» **Task list**
1 – Echo the real estate article word for word, starting at "This stepchild of" and ending at "important these days.".
2 – Condense the paragraph of the real estate article that opens "A key real estate term" into a shorter version that keeps its main facts.
3 – Pick up the real estate article after its final sentence and write the next part.

» **Page extract**
┄┄┄┄┄┄┄┄┄┄

Ask nine Orange County residents what comes to mind when they hear the term “real estate” and the chances are good that they’ll say some term related to housing.
But real estate is more than the price of homes or mortgage rates or what is hot and what is not. In its entirety, Orange County real estate is a collection of all of the above, plus a lot of intangibles, mixed in with other economic news such as the consumer confidence index and the price of gasoline.
By the way, consumer confidence and gas prices are rising dramatically.
Another component of the real estate market that factors in the equation is on the professional side. No one resides in the addresses of these transactions and there are no living rooms or bedrooms, but the health of this segment is as important to residential real estate as any data not directly related to buying or selling a home.
This stepchild of sorts is commercial real estate: The buying, selling and leasing of office and industrial space where people go to work. When they go to their jobs at these commercial properties, they earn wages. Properly managed, those wages could then become a down payment on a home or used to maintain an existing mortgage and keep it in good standing — something very important these days.
A key real estate term in this market is the “absorption rate,” which is used, for example, by the National Association of Realtors to help determine whether buyers or sellers have more leverage. The absorption rate is the length of time required to sell — or, absorb — the existing inventory of homes. The higher the absorption rate, the greater the buyer’s advantage because it indicates a backlog. When the absorption rate is low, sellers have the edge because there fewer homes from which to choose.
Simply put, the absorption rate is the number of weeks it takes to sell the current inventory at the present rate of sales.

┄┄┄┄┄┄┄┄┄┄

(Records from a data source)
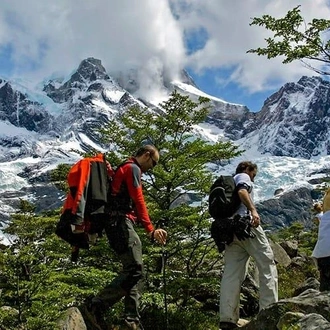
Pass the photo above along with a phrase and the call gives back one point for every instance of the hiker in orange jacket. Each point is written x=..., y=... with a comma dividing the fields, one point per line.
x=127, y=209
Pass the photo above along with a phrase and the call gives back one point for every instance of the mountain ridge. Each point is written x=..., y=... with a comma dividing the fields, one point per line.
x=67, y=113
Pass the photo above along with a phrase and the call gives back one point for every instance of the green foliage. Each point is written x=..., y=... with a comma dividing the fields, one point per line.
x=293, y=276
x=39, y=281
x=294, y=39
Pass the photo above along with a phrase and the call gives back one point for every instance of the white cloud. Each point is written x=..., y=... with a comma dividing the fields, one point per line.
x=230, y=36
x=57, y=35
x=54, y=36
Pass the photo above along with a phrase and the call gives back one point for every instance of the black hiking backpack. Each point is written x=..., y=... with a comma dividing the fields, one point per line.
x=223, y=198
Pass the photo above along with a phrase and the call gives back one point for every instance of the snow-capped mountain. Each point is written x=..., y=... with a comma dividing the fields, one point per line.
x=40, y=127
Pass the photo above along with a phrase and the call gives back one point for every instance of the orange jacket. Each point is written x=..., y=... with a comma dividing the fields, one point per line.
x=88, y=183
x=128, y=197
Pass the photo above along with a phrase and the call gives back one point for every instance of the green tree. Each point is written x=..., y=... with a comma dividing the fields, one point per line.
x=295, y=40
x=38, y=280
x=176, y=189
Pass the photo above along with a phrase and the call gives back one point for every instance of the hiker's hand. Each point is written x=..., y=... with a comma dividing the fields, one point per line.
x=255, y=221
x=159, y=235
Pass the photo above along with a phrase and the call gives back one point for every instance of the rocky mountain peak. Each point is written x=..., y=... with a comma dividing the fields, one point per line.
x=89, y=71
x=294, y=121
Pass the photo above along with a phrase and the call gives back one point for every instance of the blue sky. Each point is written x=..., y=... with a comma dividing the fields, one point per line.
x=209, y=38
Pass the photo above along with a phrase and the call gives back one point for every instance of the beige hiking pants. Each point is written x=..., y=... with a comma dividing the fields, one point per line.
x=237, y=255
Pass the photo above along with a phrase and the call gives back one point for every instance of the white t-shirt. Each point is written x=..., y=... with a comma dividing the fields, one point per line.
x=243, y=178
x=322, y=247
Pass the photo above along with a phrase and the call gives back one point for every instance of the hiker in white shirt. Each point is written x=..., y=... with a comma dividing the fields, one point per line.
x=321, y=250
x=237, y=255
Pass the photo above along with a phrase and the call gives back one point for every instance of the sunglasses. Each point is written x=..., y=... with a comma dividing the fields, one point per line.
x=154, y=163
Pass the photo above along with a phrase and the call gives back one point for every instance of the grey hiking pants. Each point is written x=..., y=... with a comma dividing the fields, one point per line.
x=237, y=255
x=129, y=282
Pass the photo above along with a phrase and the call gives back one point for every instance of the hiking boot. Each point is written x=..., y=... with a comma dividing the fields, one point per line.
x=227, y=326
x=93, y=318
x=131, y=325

┄┄┄┄┄┄┄┄┄┄

» **Expected outputs**
1 –
This stepchild of sorts is commercial real estate: The buying, selling and leasing of office and industrial space where people go to work. When they go to their jobs at these commercial properties, they earn wages. Properly managed, those wages could then become a down payment on a home or used to maintain an existing mortgage and keep it in good standing — something very important these days.

2 – The absorption rate is the time needed to sell the existing inventory of homes. The National Association of Realtors uses it to help judge whether buyers or sellers have more leverage. A higher rate signals a backlog and favors buyers. A lower rate favors sellers because there are fewer homes to choose from.

3 –
Although it is not a firm length of time, a six month absorption rate is usually an indicator of a healthy market.
You hear more about absorption rates in commercial real estate in part because this side of the market has its own separate language. But the fact is that the term applies to both commercial and residential real estate.
With the understanding that the commercial absorption rate has a legitimate seat at the table where we analyze overall economic health, there is good news to be heard, or in this case, read.
According to fresh news this week from Newport Beach-based Voit Real Estate Services, the two key segments of commercial real estate, industrial leasing and office space leasing, have improvement indicators. Voit’s First Quarter Market Report reveals that both industrial and office have a “positive net absorption,” a good development. For the industrial segment, it is the fourth straight quarter of good news and the third straight quarter of good news for the office space side.
But wait, there’s more. Both the vacancy rate and the availability rates for office and industrial showed a decline when compared to the same period last year. Granted, last year was nothing to write home about, but today, any news is great news.
Orange County’s positive commercial news is not blockbuster stuff. The problem is that all positive news may forever be compared to the high water marks achieved before the recession when anything and everything on the market was selling quickly at high prices.
Today, we’re heading back to a reality market. Explosive growth has been replaced by steady growth that, in the long run, is the healthiest type.